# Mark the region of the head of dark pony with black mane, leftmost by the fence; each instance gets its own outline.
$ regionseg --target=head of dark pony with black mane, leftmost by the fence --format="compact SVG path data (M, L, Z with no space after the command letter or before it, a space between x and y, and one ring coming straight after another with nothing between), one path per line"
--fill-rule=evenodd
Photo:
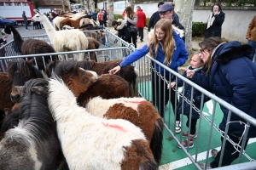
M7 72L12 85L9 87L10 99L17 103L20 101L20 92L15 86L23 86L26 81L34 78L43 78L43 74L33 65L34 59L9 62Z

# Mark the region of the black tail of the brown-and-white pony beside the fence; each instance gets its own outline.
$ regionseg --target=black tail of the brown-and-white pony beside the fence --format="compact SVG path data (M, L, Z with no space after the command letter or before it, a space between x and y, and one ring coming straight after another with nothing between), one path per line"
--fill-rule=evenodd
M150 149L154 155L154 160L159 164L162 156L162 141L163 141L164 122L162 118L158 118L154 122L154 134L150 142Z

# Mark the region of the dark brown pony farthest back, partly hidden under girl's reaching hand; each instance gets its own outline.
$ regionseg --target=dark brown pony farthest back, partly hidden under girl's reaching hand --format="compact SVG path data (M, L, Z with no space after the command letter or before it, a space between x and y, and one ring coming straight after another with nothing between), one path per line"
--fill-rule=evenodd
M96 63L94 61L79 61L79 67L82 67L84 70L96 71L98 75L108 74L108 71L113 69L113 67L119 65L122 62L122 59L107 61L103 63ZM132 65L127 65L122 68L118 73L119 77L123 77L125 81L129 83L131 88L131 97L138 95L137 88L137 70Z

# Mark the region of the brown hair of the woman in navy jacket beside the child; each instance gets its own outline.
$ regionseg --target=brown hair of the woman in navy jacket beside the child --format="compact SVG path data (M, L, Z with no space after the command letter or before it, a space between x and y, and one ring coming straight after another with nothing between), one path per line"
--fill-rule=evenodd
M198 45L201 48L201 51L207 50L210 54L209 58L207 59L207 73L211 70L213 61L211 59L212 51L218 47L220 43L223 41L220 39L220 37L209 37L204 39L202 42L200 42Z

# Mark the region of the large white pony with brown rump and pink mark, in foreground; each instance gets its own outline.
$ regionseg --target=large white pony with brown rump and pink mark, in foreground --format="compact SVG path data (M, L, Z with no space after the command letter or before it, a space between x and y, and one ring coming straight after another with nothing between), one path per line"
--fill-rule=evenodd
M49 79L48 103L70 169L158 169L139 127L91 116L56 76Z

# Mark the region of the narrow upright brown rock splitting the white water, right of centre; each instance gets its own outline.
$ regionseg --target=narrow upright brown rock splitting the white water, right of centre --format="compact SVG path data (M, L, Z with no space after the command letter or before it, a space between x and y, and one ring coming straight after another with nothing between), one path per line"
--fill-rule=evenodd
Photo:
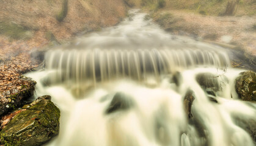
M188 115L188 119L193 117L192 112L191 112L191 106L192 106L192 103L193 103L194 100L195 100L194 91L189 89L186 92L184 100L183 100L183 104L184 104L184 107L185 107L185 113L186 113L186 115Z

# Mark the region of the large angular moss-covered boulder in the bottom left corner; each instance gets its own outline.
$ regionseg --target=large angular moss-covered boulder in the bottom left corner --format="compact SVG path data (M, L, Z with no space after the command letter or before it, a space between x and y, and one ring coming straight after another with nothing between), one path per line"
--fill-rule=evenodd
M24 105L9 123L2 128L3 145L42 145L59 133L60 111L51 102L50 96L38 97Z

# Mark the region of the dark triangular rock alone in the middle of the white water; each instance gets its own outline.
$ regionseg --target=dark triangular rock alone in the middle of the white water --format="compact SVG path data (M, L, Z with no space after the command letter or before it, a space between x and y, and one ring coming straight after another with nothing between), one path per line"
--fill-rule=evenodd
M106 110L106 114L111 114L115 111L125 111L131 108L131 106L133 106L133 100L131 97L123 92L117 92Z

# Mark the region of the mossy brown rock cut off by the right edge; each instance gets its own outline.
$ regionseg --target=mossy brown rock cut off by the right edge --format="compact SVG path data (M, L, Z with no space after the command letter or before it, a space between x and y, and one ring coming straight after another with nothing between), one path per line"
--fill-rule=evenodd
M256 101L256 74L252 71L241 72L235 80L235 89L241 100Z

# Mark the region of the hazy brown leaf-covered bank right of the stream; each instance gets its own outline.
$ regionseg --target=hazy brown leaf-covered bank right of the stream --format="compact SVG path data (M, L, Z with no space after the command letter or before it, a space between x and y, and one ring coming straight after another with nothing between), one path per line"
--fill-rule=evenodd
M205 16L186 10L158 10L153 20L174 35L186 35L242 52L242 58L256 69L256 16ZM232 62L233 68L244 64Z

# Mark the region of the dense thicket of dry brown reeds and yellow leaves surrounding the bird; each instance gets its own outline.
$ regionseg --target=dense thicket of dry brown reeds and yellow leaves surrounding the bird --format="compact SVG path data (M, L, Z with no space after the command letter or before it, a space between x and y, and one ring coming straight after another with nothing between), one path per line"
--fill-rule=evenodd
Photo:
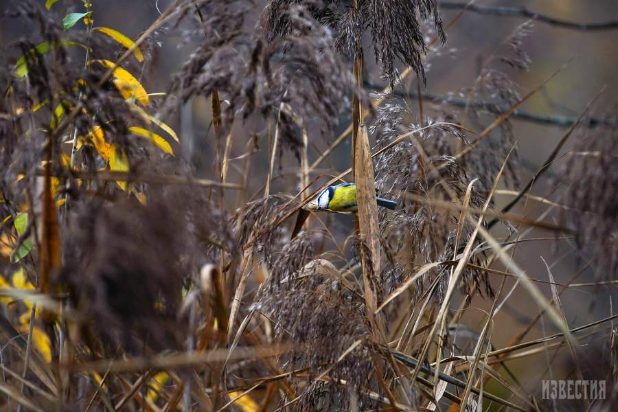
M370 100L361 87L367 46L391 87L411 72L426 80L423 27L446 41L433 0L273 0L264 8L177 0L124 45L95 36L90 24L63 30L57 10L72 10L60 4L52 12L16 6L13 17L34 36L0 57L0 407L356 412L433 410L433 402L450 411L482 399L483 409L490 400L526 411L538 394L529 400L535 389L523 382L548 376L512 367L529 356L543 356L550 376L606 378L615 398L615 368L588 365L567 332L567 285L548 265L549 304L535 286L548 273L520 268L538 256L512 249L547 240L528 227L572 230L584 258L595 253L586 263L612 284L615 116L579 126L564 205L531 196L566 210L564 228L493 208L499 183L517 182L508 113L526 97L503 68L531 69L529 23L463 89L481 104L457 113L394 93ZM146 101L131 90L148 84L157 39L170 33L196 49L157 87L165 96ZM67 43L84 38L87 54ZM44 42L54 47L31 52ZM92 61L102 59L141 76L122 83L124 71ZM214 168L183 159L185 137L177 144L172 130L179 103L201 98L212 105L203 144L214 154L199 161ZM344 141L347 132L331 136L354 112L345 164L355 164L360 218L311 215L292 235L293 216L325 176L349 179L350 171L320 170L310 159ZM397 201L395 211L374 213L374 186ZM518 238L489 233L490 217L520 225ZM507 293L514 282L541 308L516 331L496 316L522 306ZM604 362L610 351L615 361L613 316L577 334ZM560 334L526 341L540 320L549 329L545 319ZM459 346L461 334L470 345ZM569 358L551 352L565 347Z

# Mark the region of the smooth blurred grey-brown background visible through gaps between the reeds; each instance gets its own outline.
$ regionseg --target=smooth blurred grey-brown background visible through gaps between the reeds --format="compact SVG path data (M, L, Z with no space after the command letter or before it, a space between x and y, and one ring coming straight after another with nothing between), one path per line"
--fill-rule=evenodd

────────────────────────────────────────

Using the listing above, count how many lines contain the word "black" and, please, write only that number.

4